> **Exercise details**
Write out word for word the part of the news text on the bank rescue plan starting with "A key part of" and going on through "the AIG case.".

==== Exercise text ====

The new effort, to be unveiled today, will be followed tomorrow with the administration's broad framework for overhauling the financial system to ensure the current crisis - the worst in seven decades - is not repeated.

A key part of that regulatory framework would give the government new authority to take over troubled institutions that would pose a threat to the entire financial system if they failed. Administration officials believe this new power will save taxpayers money and avoid the type of controversy that erupted last week when insurance giant American International Group paid employees of its troubled financial products unit $165 million in bonuses - even though the company had received more than $170 billion in support from the federal government.

Under the new powers being sought by the administration, the Treasury secretary could seize a firm only with agreement of the president and the Federal Reserve. The Treasury secretary would have power to limit payments to creditors and to break contracts governing executive compensation, a power that was lacking in the AIG case.

The plan on toxic assets would use the resources of the $700 billion bank bailout fund, the Federal Reserve, and the Federal Deposit Insurance Corp.

The initiative will seek to entice private investors, including big hedge funds, to participate by offering billions of dollars in low-interest loans to finance the purchases.

==== Stored data ====

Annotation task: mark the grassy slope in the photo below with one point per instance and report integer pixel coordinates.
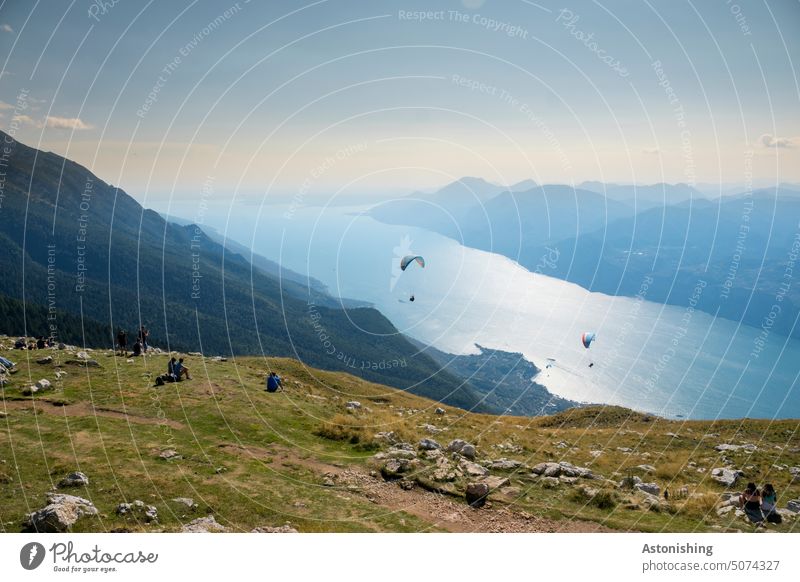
(254, 459)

====

> **Solution**
A key part of that regulatory framework would give the government new authority to take over troubled institutions that would pose a threat to the entire financial system if they failed. Administration officials believe this new power will save taxpayers money and avoid the type of controversy that erupted last week when insurance giant American International Group paid employees of its troubled financial products unit $165 million in bonuses - even though the company had received more than $170 billion in support from the federal government.

Under the new powers being sought by the administration, the Treasury secretary could seize a firm only with agreement of the president and the Federal Reserve. The Treasury secretary would have power to limit payments to creditors and to break contracts governing executive compensation, a power that was lacking in the AIG case.